[Instructions to follow]
Please pull out everything from the start of the records down to the line containing "217], [100, 108]]", both ends included, and repeat it line for line without the pictures.

— BEGIN —

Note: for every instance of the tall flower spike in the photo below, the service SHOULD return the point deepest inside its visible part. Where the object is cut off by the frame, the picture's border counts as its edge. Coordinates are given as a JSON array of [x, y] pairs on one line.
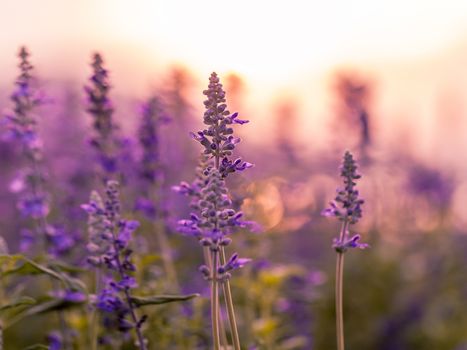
[[22, 128], [109, 249], [347, 208], [218, 140], [213, 217], [100, 108]]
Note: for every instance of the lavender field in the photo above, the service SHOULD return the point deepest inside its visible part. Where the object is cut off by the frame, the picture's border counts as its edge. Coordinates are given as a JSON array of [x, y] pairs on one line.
[[155, 199]]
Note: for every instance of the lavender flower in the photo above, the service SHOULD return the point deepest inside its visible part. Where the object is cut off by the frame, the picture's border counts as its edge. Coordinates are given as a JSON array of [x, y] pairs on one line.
[[100, 108], [218, 140], [346, 206], [109, 249], [214, 217]]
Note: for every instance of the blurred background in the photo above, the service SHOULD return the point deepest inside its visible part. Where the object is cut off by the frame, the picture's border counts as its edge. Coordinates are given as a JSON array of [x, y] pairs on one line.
[[386, 80]]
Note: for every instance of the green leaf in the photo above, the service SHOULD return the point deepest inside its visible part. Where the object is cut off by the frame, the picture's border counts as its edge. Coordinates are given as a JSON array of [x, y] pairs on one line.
[[161, 299], [21, 301]]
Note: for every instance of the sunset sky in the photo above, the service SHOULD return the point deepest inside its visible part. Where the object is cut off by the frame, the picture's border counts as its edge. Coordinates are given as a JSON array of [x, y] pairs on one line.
[[414, 50]]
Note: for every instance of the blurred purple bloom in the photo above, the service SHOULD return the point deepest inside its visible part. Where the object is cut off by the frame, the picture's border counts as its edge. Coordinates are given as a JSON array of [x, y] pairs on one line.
[[347, 206], [108, 247], [55, 341]]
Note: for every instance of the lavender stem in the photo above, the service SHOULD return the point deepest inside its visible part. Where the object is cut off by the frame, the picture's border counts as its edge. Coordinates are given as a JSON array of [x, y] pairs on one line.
[[215, 301]]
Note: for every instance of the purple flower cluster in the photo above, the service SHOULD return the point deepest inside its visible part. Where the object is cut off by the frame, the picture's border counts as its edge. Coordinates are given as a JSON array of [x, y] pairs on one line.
[[346, 206], [100, 107], [218, 140], [22, 127], [213, 216], [149, 170], [152, 119], [109, 249]]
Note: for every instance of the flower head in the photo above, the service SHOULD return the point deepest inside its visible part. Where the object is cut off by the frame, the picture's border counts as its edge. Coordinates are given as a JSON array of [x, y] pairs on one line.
[[218, 140], [347, 206], [347, 203]]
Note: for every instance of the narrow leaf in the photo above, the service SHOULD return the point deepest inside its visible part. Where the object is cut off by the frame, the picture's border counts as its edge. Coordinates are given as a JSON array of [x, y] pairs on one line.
[[161, 299]]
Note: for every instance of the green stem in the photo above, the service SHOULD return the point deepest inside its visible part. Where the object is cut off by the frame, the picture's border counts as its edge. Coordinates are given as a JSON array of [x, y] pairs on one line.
[[339, 289], [215, 301], [230, 306], [339, 303]]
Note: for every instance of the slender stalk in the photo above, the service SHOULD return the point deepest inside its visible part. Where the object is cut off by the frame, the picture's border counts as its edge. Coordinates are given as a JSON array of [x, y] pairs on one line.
[[339, 290], [226, 284], [142, 344], [163, 241], [339, 304], [215, 301], [230, 307], [223, 334]]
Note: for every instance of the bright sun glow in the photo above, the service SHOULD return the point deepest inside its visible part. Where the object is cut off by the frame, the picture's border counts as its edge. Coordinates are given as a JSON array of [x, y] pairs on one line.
[[279, 39]]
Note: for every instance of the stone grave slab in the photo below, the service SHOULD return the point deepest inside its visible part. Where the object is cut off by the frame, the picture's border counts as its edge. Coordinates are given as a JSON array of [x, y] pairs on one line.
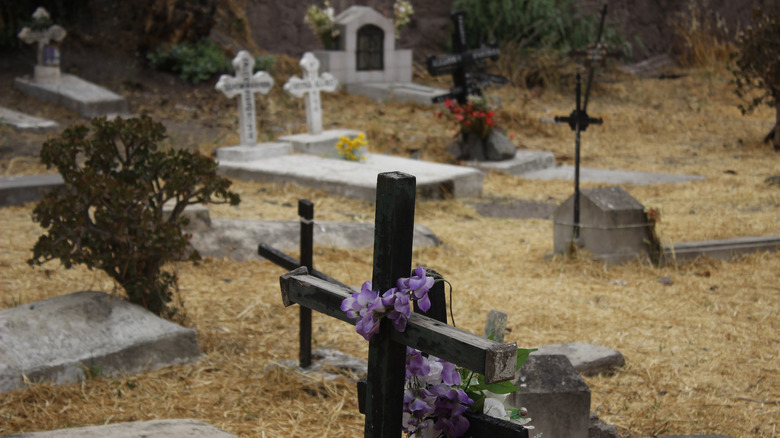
[[557, 398], [55, 340], [587, 359], [523, 162], [402, 92], [25, 122], [85, 98], [178, 428], [609, 176], [322, 144], [15, 190], [358, 179]]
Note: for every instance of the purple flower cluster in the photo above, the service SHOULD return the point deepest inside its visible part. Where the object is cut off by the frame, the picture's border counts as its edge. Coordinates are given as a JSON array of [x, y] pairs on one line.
[[369, 307], [433, 398]]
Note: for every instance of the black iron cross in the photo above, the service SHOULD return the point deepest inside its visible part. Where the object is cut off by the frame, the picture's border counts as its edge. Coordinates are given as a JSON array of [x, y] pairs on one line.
[[387, 349], [579, 120], [464, 65]]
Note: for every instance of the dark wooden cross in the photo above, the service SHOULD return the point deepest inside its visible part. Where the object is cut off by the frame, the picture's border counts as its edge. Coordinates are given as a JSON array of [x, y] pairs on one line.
[[393, 235], [464, 65], [579, 120]]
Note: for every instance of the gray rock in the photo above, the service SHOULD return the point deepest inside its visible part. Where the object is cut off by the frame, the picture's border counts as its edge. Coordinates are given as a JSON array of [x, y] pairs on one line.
[[498, 147], [60, 339], [587, 359], [557, 399], [179, 428]]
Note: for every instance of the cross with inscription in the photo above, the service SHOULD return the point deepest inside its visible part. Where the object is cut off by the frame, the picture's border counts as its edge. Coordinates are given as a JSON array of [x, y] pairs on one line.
[[579, 120], [43, 37], [311, 85], [245, 85], [384, 389], [464, 65]]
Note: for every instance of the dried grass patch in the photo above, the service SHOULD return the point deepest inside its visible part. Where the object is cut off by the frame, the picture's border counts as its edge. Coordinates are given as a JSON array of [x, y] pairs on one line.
[[702, 353]]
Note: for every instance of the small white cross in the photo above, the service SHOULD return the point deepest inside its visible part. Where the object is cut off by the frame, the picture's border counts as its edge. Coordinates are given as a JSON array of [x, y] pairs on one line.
[[245, 85], [43, 37], [311, 84]]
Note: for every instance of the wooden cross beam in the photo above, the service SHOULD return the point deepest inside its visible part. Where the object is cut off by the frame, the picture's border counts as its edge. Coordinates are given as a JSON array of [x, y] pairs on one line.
[[387, 349]]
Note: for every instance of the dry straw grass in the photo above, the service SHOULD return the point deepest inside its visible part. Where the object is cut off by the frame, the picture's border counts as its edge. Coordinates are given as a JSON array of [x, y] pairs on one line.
[[702, 352]]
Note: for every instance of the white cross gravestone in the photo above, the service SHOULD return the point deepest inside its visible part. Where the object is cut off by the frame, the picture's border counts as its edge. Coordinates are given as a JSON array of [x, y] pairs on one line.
[[311, 85], [48, 66], [245, 85]]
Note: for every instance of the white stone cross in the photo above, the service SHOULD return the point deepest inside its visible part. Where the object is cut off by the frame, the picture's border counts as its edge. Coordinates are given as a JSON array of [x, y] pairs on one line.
[[311, 84], [43, 37], [244, 84]]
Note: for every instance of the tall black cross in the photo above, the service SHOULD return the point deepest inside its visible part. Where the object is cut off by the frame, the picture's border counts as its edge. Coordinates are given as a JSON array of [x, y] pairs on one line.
[[579, 120], [387, 349], [464, 65]]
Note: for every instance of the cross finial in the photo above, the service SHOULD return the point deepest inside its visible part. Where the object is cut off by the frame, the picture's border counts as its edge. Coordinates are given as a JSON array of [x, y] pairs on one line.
[[244, 84]]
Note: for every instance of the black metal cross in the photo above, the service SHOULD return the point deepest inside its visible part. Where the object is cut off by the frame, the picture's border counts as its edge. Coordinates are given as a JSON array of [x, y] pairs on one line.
[[579, 120], [387, 349], [464, 65]]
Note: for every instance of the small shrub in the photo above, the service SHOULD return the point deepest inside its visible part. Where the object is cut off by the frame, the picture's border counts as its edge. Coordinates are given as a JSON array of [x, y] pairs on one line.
[[110, 216], [757, 67], [193, 62]]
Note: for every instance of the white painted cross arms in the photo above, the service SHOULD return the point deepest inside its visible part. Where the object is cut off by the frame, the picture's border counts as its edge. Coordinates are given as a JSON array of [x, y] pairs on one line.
[[244, 84], [43, 36], [311, 85]]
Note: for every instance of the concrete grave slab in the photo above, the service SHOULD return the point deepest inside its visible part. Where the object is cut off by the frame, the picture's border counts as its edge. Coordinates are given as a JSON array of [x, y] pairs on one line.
[[85, 98], [587, 359], [557, 398], [15, 190], [55, 340], [358, 179], [403, 92], [179, 428], [609, 176], [25, 122]]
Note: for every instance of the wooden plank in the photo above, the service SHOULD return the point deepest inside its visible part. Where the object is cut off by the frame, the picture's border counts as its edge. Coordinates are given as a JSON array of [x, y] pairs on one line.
[[495, 361]]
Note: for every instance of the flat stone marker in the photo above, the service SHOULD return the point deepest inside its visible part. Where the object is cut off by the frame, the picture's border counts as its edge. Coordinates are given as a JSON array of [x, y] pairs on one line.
[[358, 180], [15, 190], [179, 428], [557, 398], [26, 122], [310, 86], [587, 359], [244, 85], [55, 340]]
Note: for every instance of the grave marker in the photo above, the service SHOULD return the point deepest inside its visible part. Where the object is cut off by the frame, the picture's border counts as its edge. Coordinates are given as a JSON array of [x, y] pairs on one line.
[[311, 85], [464, 65], [48, 61], [392, 260], [579, 120], [245, 85]]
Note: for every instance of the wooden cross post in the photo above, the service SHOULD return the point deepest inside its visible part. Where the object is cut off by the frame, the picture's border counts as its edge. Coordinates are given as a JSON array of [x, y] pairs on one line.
[[311, 85], [387, 349], [464, 65], [245, 85]]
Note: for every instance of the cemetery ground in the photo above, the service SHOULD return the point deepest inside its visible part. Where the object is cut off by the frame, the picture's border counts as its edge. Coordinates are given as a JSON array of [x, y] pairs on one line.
[[700, 338]]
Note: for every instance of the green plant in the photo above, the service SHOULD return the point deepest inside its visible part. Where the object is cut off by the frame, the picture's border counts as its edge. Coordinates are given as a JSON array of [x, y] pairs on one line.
[[109, 215], [757, 67], [193, 62]]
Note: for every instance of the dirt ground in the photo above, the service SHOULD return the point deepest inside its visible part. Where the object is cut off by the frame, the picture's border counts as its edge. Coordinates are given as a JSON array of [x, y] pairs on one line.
[[701, 349]]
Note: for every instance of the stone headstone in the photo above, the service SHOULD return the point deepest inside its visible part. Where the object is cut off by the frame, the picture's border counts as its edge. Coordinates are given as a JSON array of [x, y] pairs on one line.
[[310, 85], [47, 68], [555, 395], [366, 50], [613, 226], [179, 428], [245, 84], [58, 340]]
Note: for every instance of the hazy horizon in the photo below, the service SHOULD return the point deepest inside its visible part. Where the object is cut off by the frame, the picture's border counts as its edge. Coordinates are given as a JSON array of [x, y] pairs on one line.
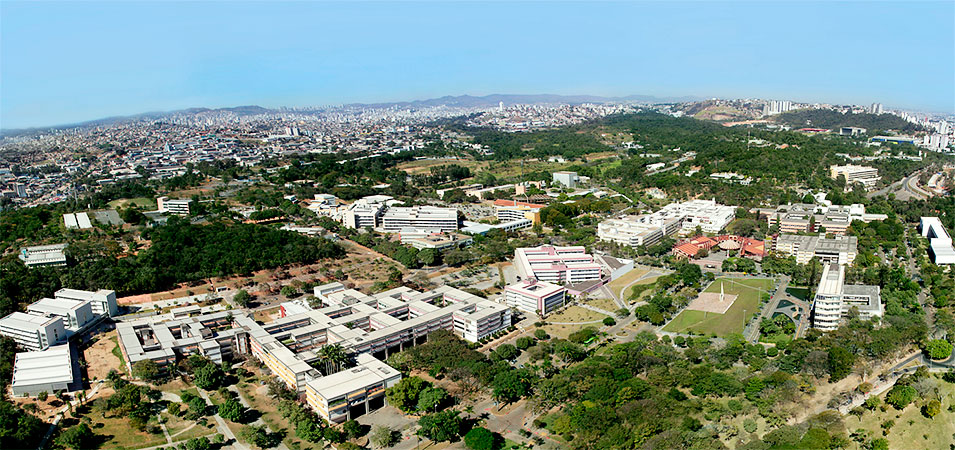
[[146, 57]]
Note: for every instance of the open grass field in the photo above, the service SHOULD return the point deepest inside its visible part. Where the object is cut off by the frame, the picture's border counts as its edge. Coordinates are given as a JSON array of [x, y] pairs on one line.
[[147, 204], [422, 166], [747, 302], [605, 304], [912, 429], [575, 318], [627, 278], [120, 435]]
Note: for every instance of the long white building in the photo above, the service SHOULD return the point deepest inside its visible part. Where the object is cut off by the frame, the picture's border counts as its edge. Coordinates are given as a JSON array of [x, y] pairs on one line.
[[33, 332], [834, 299], [940, 242], [868, 176], [558, 265], [420, 217], [535, 296]]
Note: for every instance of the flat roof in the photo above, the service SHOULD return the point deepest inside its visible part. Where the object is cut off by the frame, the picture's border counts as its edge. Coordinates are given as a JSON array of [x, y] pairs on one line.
[[52, 365], [369, 371], [23, 321]]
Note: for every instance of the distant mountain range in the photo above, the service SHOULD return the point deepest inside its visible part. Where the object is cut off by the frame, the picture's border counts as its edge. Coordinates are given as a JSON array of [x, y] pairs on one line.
[[460, 101]]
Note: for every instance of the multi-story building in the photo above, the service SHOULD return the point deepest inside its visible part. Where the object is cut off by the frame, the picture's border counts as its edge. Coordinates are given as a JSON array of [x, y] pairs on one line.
[[811, 218], [648, 229], [940, 243], [352, 392], [838, 250], [102, 302], [420, 217], [835, 300], [868, 176], [535, 296], [558, 265], [33, 332], [635, 231], [435, 241], [379, 325], [44, 255], [510, 210], [210, 335], [75, 313], [179, 207], [567, 179]]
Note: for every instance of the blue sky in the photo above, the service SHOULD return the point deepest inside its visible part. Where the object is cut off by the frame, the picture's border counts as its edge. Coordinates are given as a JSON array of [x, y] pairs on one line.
[[74, 61]]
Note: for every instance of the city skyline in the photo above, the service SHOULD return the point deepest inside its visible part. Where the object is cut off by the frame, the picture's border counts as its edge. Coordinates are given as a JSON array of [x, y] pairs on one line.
[[212, 55]]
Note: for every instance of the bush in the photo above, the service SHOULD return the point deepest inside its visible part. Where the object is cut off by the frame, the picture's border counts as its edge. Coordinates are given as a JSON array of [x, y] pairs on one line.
[[938, 349], [749, 425]]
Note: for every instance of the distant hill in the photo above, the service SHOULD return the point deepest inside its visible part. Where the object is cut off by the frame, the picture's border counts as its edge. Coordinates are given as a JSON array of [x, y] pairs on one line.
[[825, 118], [460, 101]]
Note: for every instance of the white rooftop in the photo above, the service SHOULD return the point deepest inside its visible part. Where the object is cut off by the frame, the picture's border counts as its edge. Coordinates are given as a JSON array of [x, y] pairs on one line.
[[50, 366]]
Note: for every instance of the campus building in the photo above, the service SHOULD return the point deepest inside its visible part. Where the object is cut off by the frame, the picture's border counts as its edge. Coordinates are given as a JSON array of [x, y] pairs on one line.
[[179, 207], [435, 241], [940, 243], [43, 255], [635, 231], [868, 176], [352, 392], [33, 332], [649, 229], [420, 217], [209, 335], [835, 300], [558, 265], [837, 250], [511, 210], [812, 218], [566, 179], [52, 370], [535, 297]]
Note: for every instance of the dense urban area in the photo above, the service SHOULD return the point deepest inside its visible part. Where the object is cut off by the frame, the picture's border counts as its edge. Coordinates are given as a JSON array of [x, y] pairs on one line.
[[498, 272]]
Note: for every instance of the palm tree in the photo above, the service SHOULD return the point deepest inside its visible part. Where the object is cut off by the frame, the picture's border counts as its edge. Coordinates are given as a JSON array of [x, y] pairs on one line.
[[335, 357]]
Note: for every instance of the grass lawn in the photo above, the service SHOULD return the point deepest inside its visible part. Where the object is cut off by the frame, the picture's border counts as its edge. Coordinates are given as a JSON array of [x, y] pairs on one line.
[[121, 435], [142, 202], [733, 321], [922, 433], [603, 303], [119, 354], [627, 278], [800, 293], [268, 407]]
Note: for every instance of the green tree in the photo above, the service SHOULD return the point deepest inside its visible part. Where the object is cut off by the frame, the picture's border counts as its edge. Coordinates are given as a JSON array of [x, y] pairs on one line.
[[932, 408], [146, 369], [77, 437], [242, 298], [509, 386], [430, 398], [444, 426], [383, 437], [232, 409], [208, 376], [901, 396], [404, 395], [840, 363], [938, 349], [480, 438], [352, 429], [200, 443], [258, 436]]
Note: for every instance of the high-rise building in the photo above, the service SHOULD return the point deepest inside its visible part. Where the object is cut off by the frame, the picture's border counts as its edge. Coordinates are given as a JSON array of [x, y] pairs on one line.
[[835, 300]]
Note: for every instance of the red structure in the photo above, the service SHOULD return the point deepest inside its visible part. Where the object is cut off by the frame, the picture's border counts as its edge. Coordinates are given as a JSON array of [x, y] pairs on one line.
[[747, 247]]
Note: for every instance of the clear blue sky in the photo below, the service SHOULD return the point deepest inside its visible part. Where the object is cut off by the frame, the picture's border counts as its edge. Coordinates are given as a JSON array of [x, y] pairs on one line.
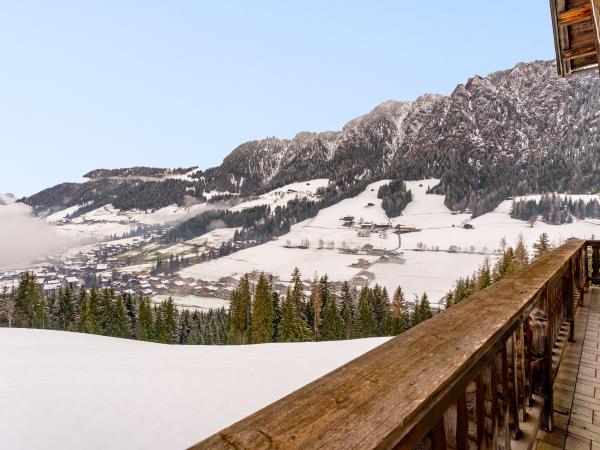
[[102, 84]]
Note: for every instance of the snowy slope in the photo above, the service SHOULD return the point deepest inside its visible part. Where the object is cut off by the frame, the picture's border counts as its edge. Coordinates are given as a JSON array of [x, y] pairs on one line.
[[67, 391], [426, 265], [6, 199], [107, 220], [282, 195]]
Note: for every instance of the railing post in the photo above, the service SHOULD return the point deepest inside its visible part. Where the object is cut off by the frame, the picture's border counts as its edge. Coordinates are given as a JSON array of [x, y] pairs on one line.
[[595, 263], [569, 297]]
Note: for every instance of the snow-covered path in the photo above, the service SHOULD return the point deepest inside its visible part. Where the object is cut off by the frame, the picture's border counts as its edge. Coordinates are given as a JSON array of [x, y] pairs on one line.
[[65, 391]]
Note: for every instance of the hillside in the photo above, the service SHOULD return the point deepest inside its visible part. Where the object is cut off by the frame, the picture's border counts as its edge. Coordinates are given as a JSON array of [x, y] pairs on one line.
[[513, 132], [84, 391]]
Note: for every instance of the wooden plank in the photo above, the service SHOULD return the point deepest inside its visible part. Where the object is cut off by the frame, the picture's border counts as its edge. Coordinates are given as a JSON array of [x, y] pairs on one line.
[[576, 15], [395, 394], [480, 411], [580, 52], [438, 435], [596, 20], [462, 423]]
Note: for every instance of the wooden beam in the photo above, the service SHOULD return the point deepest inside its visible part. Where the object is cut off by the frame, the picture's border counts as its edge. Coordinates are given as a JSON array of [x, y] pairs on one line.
[[396, 394], [581, 52], [576, 15], [596, 19]]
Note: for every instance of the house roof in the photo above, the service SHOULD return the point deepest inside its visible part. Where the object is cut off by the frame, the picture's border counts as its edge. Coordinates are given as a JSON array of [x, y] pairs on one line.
[[576, 25]]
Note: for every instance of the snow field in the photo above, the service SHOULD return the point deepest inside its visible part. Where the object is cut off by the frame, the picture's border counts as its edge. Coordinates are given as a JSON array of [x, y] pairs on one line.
[[66, 391]]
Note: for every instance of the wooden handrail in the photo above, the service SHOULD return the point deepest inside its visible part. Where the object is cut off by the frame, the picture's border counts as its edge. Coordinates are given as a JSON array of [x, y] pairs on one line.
[[479, 362]]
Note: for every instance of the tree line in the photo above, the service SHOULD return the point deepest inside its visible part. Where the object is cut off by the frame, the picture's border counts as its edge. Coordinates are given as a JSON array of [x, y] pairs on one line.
[[556, 209], [511, 260], [108, 313]]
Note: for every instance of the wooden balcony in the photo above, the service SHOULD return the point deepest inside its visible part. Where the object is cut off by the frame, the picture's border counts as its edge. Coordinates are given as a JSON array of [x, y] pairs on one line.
[[513, 366]]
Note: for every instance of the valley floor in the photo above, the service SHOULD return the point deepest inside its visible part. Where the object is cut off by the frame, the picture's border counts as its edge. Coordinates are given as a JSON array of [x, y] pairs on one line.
[[62, 390]]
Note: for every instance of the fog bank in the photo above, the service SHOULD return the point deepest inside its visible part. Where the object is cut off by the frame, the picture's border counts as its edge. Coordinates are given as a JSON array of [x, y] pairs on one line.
[[25, 239]]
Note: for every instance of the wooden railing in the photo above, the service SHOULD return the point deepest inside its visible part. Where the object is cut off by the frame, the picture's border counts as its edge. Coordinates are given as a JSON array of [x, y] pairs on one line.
[[478, 375]]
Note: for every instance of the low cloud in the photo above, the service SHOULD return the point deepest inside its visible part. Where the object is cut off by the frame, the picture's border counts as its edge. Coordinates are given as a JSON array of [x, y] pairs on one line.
[[24, 238], [216, 224]]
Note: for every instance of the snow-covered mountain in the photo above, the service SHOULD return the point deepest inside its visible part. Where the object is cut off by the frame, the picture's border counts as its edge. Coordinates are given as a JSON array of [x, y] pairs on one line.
[[516, 131], [119, 384], [6, 199]]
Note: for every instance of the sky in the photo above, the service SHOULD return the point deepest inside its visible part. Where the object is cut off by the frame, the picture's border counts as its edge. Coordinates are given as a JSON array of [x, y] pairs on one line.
[[119, 83]]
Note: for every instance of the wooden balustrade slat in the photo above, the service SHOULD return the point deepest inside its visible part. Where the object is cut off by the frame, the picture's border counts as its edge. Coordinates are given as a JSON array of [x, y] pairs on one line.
[[397, 394]]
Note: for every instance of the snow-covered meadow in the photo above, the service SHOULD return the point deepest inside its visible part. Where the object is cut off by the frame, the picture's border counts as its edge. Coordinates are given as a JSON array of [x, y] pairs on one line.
[[66, 391], [432, 258]]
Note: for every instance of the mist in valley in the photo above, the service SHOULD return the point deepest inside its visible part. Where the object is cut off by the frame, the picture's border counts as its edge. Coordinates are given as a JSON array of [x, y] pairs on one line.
[[25, 239]]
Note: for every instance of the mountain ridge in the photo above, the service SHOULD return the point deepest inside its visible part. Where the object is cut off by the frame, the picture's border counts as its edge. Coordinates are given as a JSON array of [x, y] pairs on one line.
[[511, 132]]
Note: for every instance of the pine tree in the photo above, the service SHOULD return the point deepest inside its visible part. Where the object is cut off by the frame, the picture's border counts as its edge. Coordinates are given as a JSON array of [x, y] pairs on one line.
[[542, 246], [506, 265], [145, 323], [93, 325], [332, 327], [66, 308], [293, 326], [315, 301], [484, 278], [239, 313], [276, 309], [365, 316], [185, 327], [263, 315], [120, 324], [521, 254], [170, 317], [105, 311], [84, 315], [30, 306], [347, 311], [399, 314], [450, 302], [425, 308], [415, 317]]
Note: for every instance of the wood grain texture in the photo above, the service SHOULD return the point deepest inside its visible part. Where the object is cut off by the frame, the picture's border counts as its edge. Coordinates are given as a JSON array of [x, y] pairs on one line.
[[396, 394]]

— END —

[Written solution]
Note: for every instance of the tall flower spike in the photo below, the service SHOULD return the point deepest inside its visible part. Where the object is cut off by the frame, the picture's border counts as its edge. Coordinates are given as a JSON array of [x, y] pairs on one line.
[[22, 128], [109, 249], [347, 208], [218, 140], [213, 217], [100, 108]]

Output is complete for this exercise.